> _Problem to solve_
Reproduce the material verbatim, beginning with its first line and continuing through the line that contains "[[861, 706], [224, 906]]".

Rows from a pointing dataset
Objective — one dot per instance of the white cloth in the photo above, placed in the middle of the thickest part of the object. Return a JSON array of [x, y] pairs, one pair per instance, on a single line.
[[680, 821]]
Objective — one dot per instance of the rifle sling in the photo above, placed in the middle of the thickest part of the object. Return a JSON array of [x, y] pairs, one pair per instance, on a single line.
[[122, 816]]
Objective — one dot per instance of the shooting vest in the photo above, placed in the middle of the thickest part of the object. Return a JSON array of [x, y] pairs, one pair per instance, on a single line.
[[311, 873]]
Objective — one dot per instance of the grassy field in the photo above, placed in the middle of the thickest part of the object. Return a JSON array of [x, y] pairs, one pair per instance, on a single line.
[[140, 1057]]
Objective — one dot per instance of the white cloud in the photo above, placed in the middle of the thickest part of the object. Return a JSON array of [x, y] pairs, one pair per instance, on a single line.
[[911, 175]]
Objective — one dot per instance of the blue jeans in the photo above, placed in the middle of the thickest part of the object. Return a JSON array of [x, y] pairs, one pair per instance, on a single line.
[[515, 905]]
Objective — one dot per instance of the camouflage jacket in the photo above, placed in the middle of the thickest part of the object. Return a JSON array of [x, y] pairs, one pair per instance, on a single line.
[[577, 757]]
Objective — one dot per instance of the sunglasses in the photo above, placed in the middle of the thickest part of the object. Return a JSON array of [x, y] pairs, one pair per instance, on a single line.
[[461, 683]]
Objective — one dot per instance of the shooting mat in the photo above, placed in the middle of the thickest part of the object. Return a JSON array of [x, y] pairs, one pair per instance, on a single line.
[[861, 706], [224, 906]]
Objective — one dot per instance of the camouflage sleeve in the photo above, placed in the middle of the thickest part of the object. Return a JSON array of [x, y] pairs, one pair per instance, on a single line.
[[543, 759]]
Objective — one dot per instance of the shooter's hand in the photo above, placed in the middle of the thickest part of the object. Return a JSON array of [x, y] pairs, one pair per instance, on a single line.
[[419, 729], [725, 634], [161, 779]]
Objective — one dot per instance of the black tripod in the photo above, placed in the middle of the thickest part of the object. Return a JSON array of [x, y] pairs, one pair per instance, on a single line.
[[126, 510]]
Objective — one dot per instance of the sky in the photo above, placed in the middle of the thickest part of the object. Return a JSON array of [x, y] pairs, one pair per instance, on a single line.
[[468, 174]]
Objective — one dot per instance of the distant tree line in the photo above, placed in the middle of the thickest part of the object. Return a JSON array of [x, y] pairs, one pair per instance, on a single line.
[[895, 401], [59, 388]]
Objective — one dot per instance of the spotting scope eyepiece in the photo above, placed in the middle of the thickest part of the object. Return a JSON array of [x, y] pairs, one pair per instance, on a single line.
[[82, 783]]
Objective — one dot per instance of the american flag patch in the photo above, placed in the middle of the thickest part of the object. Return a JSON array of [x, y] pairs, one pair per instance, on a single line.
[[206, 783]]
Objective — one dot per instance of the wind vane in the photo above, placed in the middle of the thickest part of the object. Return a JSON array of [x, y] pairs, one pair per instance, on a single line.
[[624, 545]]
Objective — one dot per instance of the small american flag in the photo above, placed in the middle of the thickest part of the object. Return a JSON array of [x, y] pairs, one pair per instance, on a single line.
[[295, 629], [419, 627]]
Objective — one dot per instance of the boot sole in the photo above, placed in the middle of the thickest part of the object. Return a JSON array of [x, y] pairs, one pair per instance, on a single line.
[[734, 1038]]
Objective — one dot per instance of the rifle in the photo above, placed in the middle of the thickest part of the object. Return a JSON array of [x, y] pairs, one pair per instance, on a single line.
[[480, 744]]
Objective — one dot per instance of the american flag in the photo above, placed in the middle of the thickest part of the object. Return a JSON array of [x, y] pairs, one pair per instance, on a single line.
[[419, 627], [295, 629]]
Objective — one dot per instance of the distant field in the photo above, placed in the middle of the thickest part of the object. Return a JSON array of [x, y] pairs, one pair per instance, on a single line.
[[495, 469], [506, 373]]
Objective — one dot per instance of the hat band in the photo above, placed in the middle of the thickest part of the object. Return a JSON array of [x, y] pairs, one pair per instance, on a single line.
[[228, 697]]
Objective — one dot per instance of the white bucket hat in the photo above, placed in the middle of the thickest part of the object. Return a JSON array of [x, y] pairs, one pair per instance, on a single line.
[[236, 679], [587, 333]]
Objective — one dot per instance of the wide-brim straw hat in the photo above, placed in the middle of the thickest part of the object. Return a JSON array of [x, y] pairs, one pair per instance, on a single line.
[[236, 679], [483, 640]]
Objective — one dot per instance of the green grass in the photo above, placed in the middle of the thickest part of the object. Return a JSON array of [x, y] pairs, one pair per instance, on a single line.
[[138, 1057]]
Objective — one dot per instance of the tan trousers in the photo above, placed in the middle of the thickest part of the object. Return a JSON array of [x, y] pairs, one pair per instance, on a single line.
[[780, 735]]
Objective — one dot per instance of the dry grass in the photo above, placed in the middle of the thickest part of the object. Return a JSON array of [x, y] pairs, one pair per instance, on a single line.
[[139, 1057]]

> _Solution to this exercise_
Objective — one dot per instance of the white cloth in the photo above, placed in the middle of the thickest part of the object. Return a JSON array of [x, y] pairs, one pair per instance, on a single line.
[[680, 821]]
Objective — one dot per instance of the rifle sling in the photo above, placed in the middle of the thickest part of the object. Return a JSON array of [x, y] pairs, one pair per instance, on a single line.
[[122, 816]]
Objective — one dot per instance of the shooting vest in the photo above, placed in the middle of the thickest part of the object. Return a JSON array of [x, y] pairs, one pair per instance, on a single line.
[[311, 873]]
Objective — one dot per instance of the grassy field in the photo above, placed in the middle of the thickest part of the object. Return a JSON array of [x, y] pairs, one pair per instance, on a single line.
[[140, 1057]]
Objective — one dot per instance of the white cloud in the photo above, placed in the middle of the thickest part of the object. Return a JSON array of [x, y] pairs, one pair per instance, on a single line.
[[911, 175]]
Objective — one dot per instance of the blue jeans in the photo above, placed in the middle of the thickest part of the object. Return a JSON array of [x, y] pairs, one pair per instance, on a single line.
[[515, 905]]
Objective — one dot per instance of the camouflage jacket in the photo above, placed in the middle of the thickest part of the object. Return a JSON array of [x, y] pairs, one pair per instance, on a single line.
[[577, 757]]
Objective — one dot per instance of the sunglasses in the photo above, placed in the middle of the thickest part of the object. Return a JSON array of [x, y] pairs, one pair per instance, on a single line.
[[461, 683]]
Objective — one dot per instance of the shooting mat in the photo above, placed in the middle of the thickest part of the object. Return a JSON array of [x, y] pairs, one pair per instance, on a single line.
[[861, 706], [224, 906]]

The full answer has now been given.